Output the entries exactly as they appear. Pictures should not be included.

(Beginning of EXERCISE MATERIALS)

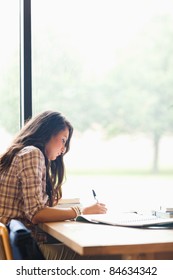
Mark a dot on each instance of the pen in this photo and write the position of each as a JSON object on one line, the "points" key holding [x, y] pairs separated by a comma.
{"points": [[95, 196]]}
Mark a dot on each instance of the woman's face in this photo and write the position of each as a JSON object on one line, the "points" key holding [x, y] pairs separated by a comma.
{"points": [[56, 145]]}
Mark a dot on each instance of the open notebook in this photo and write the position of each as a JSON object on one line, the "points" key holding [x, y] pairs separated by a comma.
{"points": [[127, 220]]}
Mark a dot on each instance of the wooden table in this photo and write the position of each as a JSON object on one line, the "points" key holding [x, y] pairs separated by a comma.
{"points": [[130, 243]]}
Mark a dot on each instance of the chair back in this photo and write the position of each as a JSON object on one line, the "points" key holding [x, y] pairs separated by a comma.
{"points": [[5, 246]]}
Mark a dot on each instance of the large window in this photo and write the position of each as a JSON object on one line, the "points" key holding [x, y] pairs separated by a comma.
{"points": [[107, 65], [9, 71]]}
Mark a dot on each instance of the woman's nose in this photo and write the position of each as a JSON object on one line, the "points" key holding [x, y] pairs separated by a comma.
{"points": [[63, 150]]}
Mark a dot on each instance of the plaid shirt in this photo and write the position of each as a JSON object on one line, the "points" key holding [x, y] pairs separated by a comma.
{"points": [[23, 187]]}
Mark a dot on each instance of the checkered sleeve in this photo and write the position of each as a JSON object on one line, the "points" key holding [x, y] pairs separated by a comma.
{"points": [[33, 182]]}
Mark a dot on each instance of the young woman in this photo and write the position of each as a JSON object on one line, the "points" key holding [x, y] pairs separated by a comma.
{"points": [[31, 176]]}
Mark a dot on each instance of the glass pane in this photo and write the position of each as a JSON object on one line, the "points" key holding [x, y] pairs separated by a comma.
{"points": [[9, 71], [107, 65]]}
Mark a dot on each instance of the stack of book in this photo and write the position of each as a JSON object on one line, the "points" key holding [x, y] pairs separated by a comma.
{"points": [[68, 202], [164, 212]]}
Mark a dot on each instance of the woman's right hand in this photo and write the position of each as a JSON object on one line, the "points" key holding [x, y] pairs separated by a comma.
{"points": [[97, 208]]}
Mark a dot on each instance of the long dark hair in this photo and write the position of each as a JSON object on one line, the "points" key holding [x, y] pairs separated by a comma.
{"points": [[37, 132]]}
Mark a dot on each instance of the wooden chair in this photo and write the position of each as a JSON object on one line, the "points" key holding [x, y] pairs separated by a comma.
{"points": [[5, 247]]}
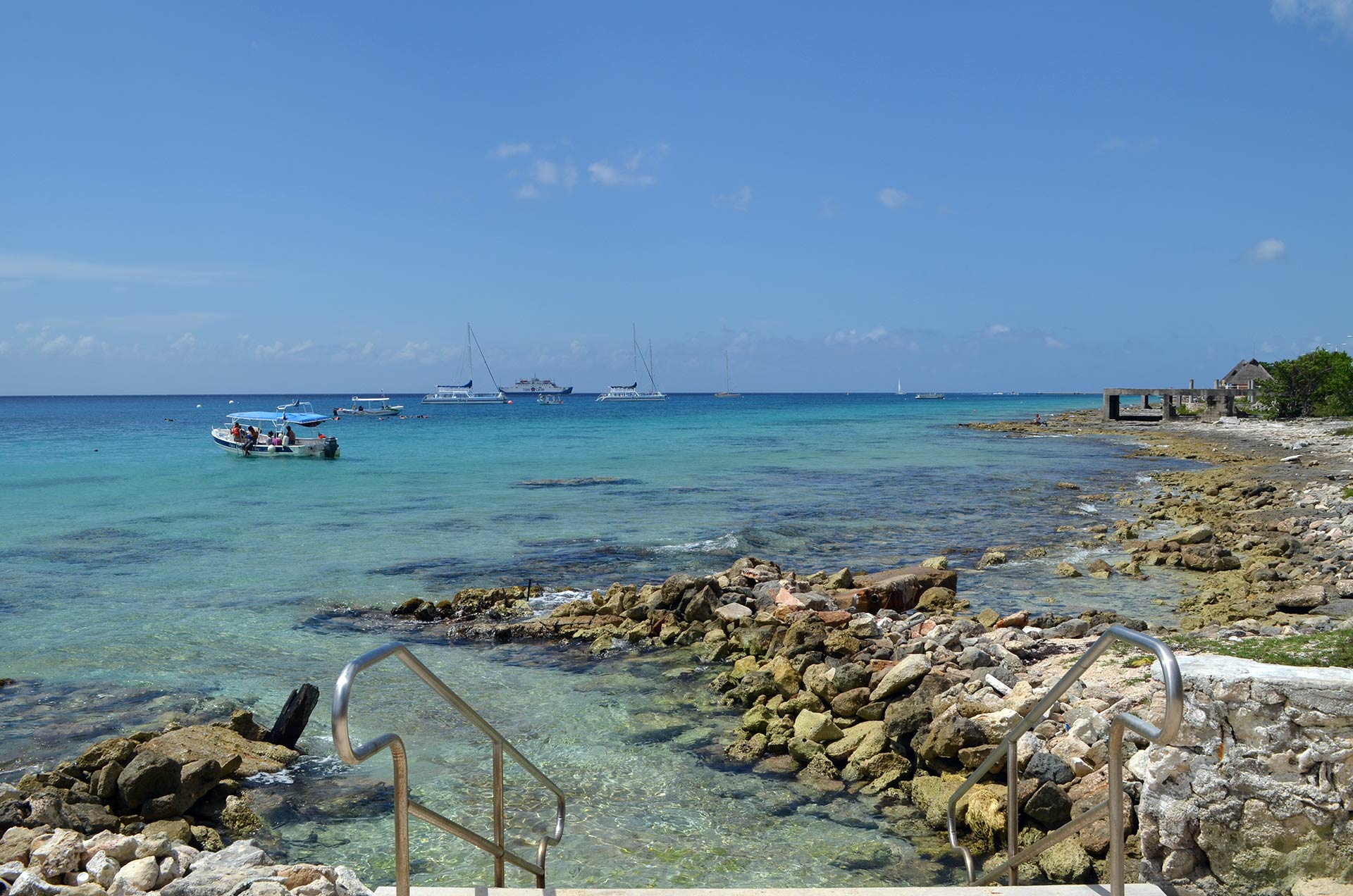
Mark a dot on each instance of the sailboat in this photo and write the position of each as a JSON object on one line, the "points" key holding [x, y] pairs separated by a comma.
{"points": [[631, 393], [728, 389], [466, 394]]}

(End of EXERCISE MATERIALS)

**RESPONSE AREA:**
Mark a dot on each instance of the pen in this photo and write the position of each as a JSON object on one line, the "points" key holding [x, y] pairs separated by a comma.
{"points": [[95, 196]]}
Mark a dot on each instance of the woman's face in this photo and write the position of each as a JSON object on one line, the "points" key holding [x, y] pairs separated by a comma.
{"points": [[56, 145]]}
Mark a dot on each instance of the open notebook in this photo and write the position of each as a JSON object on one line, the "points" key holding [x, y] pairs separated by a comma.
{"points": [[127, 220]]}
Mark a dot on each instance of the wooden table in this photo and write the position of each as a JSON object on one line, the "points" key holding [x, y] pairs separated by a comma.
{"points": [[130, 243]]}
Mark a dot on each instance of the chair back in this photo and write the position of each as a JSON object on one line, the "points" key holding [x, y] pairs separated by a comma.
{"points": [[5, 246]]}
Mark a dot on each instance of the large window in this photo and write the position of each as a JSON object on one line, the "points" key holding [x, y] pairs separated by a comma.
{"points": [[107, 65], [9, 71]]}
Mark a dot on each instance of the woman's nose in this photo and write the position of each as a JSON object on one line, the "points" key holding [x, y] pairs separated by a comma.
{"points": [[63, 150]]}
Mark a dot on each instance of the plaid shirt in this photo and write the position of each as a JSON object on one line, the "points" key holding [x, y] pairs separated by a comma.
{"points": [[23, 187]]}
Mark a dot on each instance of the checkered sleeve in this photo and write the position of each as a JSON object on one line, the "points" key holding [x, y] pairs separated by a comma.
{"points": [[33, 182]]}
Mark a dot on each instance of the young woman in this photo and write the position of each as a JSON object on one line, the "points" key holding [x, y] pairs separated by a comma.
{"points": [[31, 176]]}
Mark a dot on each instance of the glass pane in this photo and write the position of each as a JSON object on one line, the "points" key holding [x, y] pairs separated by a comma.
{"points": [[9, 71], [107, 65]]}
Mark a dot on each instance of the stack of book in this photo and write the position of each as a JSON object on one line, the "points" key holding [x, y] pairs separated by a comma.
{"points": [[68, 202], [164, 212]]}
Mark a dot on each instance of the woman's right hand in this photo and write the position of each as a JSON object on one line, the "points" key holding [x, y] pairs separated by a comma.
{"points": [[97, 208]]}
Mark a dot on each instance of the long dark hair in this photo and write the position of each as a JSON object on one line, the "points" key holding [x, y] pairs separated by a comma.
{"points": [[37, 132]]}
Mark a dot on each instance of the wooden chair in this photo and write the position of each as a JSON object on one line, the "points" key holding [x, y] pairs separated by a comma.
{"points": [[5, 247]]}
Mark a dot on each instance of the sailboat in this photo and write the position of each as a JSON object on one line, the "points" key holding [x, y] pairs separated by a comma.
{"points": [[631, 393], [728, 389], [466, 394]]}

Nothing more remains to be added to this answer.